Reproduce verbatim the lines of the records below, from the line containing "the red baseball" through the final line of the records, both included.
----- RECORDS SUPPLIED -----
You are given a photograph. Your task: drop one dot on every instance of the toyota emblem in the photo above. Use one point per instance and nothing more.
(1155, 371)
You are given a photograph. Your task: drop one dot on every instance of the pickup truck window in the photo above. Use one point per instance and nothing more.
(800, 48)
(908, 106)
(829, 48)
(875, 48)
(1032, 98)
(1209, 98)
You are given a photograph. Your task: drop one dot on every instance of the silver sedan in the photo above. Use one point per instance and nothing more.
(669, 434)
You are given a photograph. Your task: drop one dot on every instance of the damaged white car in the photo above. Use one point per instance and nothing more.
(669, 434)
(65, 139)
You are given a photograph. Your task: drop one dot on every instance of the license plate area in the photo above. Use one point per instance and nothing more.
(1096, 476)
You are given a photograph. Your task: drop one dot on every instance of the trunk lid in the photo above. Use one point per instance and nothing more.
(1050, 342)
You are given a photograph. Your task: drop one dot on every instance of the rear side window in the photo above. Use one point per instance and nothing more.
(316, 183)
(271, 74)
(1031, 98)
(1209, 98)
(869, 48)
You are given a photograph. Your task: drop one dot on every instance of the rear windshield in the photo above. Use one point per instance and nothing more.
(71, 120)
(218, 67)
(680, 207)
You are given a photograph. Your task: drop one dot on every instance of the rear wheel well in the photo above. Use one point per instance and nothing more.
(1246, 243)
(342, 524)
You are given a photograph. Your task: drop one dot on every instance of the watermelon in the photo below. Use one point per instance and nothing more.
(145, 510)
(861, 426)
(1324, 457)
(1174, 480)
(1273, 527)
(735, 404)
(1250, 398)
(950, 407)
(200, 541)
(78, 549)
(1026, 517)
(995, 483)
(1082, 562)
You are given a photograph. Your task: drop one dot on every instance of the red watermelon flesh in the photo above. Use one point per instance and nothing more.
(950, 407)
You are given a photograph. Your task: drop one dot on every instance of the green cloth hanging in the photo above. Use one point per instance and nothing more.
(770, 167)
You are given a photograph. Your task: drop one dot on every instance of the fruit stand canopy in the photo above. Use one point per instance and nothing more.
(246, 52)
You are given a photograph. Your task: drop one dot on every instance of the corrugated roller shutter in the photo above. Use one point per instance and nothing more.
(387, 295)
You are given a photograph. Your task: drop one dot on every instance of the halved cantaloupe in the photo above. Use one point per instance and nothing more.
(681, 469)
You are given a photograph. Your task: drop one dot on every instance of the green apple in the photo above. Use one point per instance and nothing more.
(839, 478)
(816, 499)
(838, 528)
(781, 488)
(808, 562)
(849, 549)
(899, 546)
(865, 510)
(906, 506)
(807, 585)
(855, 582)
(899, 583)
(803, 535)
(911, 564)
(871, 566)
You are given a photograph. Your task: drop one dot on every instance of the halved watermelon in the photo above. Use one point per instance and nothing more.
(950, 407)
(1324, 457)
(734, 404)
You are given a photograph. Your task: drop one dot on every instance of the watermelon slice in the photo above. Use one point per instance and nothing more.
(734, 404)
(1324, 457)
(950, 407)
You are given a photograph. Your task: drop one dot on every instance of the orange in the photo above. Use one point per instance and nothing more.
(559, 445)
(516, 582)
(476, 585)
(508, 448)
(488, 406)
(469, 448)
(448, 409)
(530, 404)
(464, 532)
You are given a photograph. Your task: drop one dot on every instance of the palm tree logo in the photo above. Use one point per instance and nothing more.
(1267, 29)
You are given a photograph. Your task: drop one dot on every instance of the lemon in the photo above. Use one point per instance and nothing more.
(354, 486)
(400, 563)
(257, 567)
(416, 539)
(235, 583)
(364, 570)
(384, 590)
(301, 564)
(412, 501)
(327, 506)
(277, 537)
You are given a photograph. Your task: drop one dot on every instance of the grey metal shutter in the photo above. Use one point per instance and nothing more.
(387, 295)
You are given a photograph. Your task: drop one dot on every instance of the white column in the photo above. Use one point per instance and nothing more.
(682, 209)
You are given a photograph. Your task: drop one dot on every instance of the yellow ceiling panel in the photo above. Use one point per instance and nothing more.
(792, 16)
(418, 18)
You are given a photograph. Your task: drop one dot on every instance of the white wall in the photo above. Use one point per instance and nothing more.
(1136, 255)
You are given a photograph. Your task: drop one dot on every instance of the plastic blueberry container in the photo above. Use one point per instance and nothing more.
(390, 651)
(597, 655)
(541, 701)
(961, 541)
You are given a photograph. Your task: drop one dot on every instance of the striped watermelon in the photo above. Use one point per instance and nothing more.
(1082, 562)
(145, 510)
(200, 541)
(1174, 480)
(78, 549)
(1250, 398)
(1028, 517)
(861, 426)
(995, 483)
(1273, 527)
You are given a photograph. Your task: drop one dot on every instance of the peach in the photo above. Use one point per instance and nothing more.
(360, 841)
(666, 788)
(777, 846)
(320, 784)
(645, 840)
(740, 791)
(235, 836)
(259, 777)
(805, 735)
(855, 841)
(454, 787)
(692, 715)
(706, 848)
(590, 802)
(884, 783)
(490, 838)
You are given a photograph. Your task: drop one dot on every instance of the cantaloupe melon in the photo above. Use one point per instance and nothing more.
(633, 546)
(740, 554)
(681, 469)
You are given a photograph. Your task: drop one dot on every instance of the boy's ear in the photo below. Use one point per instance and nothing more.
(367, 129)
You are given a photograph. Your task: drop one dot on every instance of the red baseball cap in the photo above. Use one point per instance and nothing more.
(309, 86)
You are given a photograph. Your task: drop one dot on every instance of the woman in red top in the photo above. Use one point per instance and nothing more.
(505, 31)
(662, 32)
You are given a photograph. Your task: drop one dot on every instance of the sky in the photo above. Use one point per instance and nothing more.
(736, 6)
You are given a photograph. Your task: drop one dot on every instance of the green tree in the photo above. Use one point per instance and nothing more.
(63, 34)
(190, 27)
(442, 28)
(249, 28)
-----
▶ [REPLY TO THE TASK]:
You are given a photograph. Your task: drop one dot on every instance of the red baseball cap in the photo above. Use one point per instance and nothing more.
(309, 86)
You are given a photograph. Your task: drop one dot on every instance of the woman in red top in the photo above. Use one point per instance and nothing more.
(505, 31)
(662, 32)
You are given a photograph. Your task: drop one dot on every instance of the sky in the photo above. Use one point per instance and nothing more.
(736, 6)
You are given a photograph. Your task: drop one dot on every instance of the green tree in the photo above. Use one point per instance and nothing more.
(63, 34)
(190, 27)
(442, 28)
(249, 28)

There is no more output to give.